> Excerpted text:
━━━━━━━━━━

Nature and Man: Hazards, Earthquake & Nuclear energy!

Asher Kelman

OPF Owner/Editor-in-Chief
Even if Fukushima has left the front page of the news, the situation is still very serious.

Here you will find an estimate of land contamination around the plant (in French). A 20 Km zone and a 30-40 Km north-west extension will have to be evacuated for some time.

Here and here (English) you will find assessment of the situation in reactors cores. Apparently, core 1 has undergone almost total fusion.
Grim!

They have a barge to "store" 10,000 tons of radioactively contaminated water but they already have that to get rid of! also a floating radioactive waste ship is a ticking time bomb in itself, given the chances of more accidents!

At last they seem top be using robots to clear debris.

Asher
 

Jerome Marot

Well-known member
Fukushima left the front news, but the situation is still quite serious. The IAEA issued another press release: http://www.iaea.org/newscenter/news/tsunamiupdate01.html and they sent some experts in Japan on a facts-finding mission last week: http://www.iaea.org/newscenter/news/2011/japanmission.html. They even put some travel photos on flickr: http://www.flickr.com/photos/iaea_imagebank/sets/72157626815913418/.


The French site I cited a few times in this thread now has an English version: http://www.irsn.fr/EN/Pages/home.aspx. The documents on radioactive fall-out are well written and worth a read.
 

Michael Nagel

Well-known member
I do not know if it is OK to link this, but on MetaFilter is an ongoing discussion about the implication of organized crime in the functioning of the Tepco cleanup efforts.

There are some interesting links in the discussion, I just want to highlight Safecast as a crowd-sourced radiation monitoring effort.

Best regards,
Michael
 

Asher Kelman

OPF Owner/Editor-in-Chief
BBC Tsunami Ships 2.jpg
]​

Well, at last,

BBC Tsunami Ships 1.jpg
]

clean up is showing signs of tackling the scores of ships and boats stranded on land. There's a nice video from BBC News, here.

All along the coast, stranded ships are being moved with massive cranes, mammoth multi-wheeled flat bed trucks and special steel roadways to the sea.

BBC empty spaces.jpg
]


A lot of rubble has been cleared but the question is this, will people come back to the place of nightmares and impossible loss to rebuild their homes and lives on the empty barren and haunted landscape?

━━━━━━━━━━

(Data drawn from a collection)
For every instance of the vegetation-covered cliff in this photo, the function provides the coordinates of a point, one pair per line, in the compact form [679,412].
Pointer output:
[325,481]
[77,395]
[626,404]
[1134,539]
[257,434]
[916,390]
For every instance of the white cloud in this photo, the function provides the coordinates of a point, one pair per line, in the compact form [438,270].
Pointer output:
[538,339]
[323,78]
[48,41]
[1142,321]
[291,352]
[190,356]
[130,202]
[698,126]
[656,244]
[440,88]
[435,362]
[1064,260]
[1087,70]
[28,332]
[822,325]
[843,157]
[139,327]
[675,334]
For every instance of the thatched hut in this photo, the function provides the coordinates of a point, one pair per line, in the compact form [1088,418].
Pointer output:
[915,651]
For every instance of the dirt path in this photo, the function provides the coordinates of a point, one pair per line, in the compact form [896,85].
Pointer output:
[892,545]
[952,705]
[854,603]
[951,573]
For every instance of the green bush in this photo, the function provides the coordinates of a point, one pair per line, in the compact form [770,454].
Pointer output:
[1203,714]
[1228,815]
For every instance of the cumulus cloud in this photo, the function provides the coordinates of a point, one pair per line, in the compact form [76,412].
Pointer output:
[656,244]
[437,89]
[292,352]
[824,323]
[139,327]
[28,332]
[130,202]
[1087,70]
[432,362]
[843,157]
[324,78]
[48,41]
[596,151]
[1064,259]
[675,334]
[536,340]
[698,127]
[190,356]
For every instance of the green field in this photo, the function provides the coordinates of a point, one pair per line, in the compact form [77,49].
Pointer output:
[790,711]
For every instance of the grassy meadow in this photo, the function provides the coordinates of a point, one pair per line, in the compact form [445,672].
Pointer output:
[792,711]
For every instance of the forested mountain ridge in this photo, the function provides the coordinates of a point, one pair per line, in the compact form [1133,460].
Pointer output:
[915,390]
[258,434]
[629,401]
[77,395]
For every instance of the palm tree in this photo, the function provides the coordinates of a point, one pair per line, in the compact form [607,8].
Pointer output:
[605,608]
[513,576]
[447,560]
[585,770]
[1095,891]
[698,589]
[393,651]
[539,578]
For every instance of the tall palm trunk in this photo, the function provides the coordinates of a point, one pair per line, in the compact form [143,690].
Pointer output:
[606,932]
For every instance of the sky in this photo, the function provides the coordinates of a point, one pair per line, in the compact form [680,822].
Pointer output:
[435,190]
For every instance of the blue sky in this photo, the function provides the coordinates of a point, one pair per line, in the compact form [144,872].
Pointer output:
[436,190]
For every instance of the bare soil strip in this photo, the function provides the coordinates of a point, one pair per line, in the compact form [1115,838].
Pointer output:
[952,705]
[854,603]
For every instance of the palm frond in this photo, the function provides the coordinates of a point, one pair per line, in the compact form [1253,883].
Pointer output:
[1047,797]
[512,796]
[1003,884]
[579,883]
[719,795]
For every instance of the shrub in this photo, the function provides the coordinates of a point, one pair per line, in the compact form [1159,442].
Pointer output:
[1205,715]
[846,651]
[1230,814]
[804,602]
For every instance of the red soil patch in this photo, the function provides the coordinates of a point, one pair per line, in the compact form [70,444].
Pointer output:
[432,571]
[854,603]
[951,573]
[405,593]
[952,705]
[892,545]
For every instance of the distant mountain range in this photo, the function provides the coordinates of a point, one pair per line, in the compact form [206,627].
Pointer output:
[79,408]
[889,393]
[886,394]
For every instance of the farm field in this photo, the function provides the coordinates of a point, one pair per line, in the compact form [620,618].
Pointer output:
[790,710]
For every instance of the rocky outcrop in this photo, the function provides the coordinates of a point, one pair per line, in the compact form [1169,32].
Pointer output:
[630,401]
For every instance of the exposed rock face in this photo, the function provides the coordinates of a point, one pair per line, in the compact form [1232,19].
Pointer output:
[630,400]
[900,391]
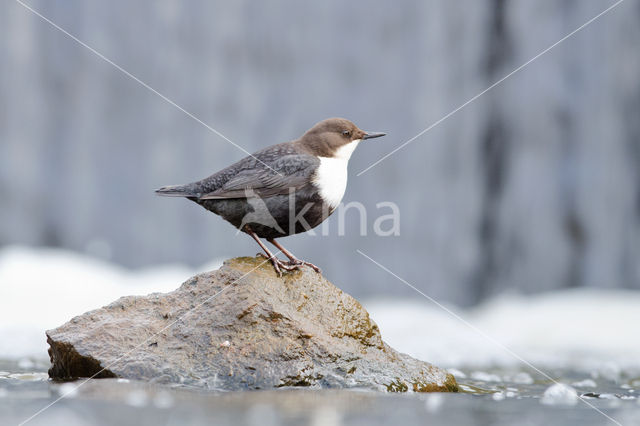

━━━━━━━━━━

> Tasks:
**A.** Reproduce the passage of the Fukushima discussion between "Here you will" and "to clear debris.", inclusive.
**B.** In the Fukushima discussion, how many tons of radioactively contaminated water is the barge meant to store?

> Exercise results:
**A.**
Here you will find an estimate of land contamination around the plant (in French). A 20 Km zone and a 30-40 Km north-west extension will have to be evacuated for some time.

Here and here (English) you will find assessment of the situation in reactors cores. Apparently, core 1 has undergone almost total fusion.
Grim!

They have a barge to "store" 10,000 tons of radioactively contaminated water but they already have that to get rid of! also a floating radioactive waste ship is a ticking time bomb in itself, given the chances of more accidents!

At last they seem top be using robots to clear debris.

**B.** 10,000 tons